## Task description
Every line below must come back exactly as it stands, with the images omitted.

BEGIN Information

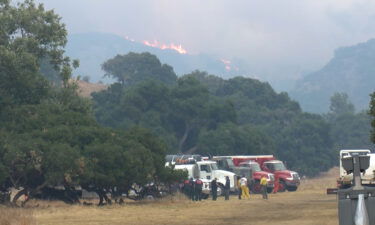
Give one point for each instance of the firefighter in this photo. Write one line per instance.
(187, 188)
(198, 189)
(244, 188)
(276, 187)
(227, 188)
(214, 189)
(192, 189)
(239, 188)
(263, 184)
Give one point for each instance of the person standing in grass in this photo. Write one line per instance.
(214, 189)
(239, 188)
(244, 188)
(263, 184)
(227, 187)
(192, 189)
(198, 189)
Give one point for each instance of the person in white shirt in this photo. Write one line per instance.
(244, 188)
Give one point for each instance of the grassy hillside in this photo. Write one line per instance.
(351, 70)
(308, 206)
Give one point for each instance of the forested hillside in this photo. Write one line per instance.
(351, 70)
(94, 48)
(48, 135)
(205, 114)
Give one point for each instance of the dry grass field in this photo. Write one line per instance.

END Information

## Output of the exercise
Give one point for each instance of the firefighter in this photo. Write one line per instance.
(187, 188)
(198, 189)
(244, 188)
(276, 187)
(227, 188)
(214, 189)
(192, 189)
(239, 188)
(263, 184)
Give one point for each instance of the person standing in grass in this photo. Write one line per instance.
(214, 189)
(239, 188)
(244, 188)
(263, 184)
(227, 187)
(192, 189)
(198, 189)
Give one point for each instance of the person in white shirt in this photo. Write one line per instance.
(244, 188)
Give one point for each instance of the grassy hillside in this photo. Write one line per instance.
(351, 70)
(308, 206)
Give one point for each instance of the forested hillside in this photo. Write one line per instance.
(351, 70)
(94, 48)
(48, 135)
(205, 114)
Give one point for each instance of the dry grass field in this photo. Write one line per instance.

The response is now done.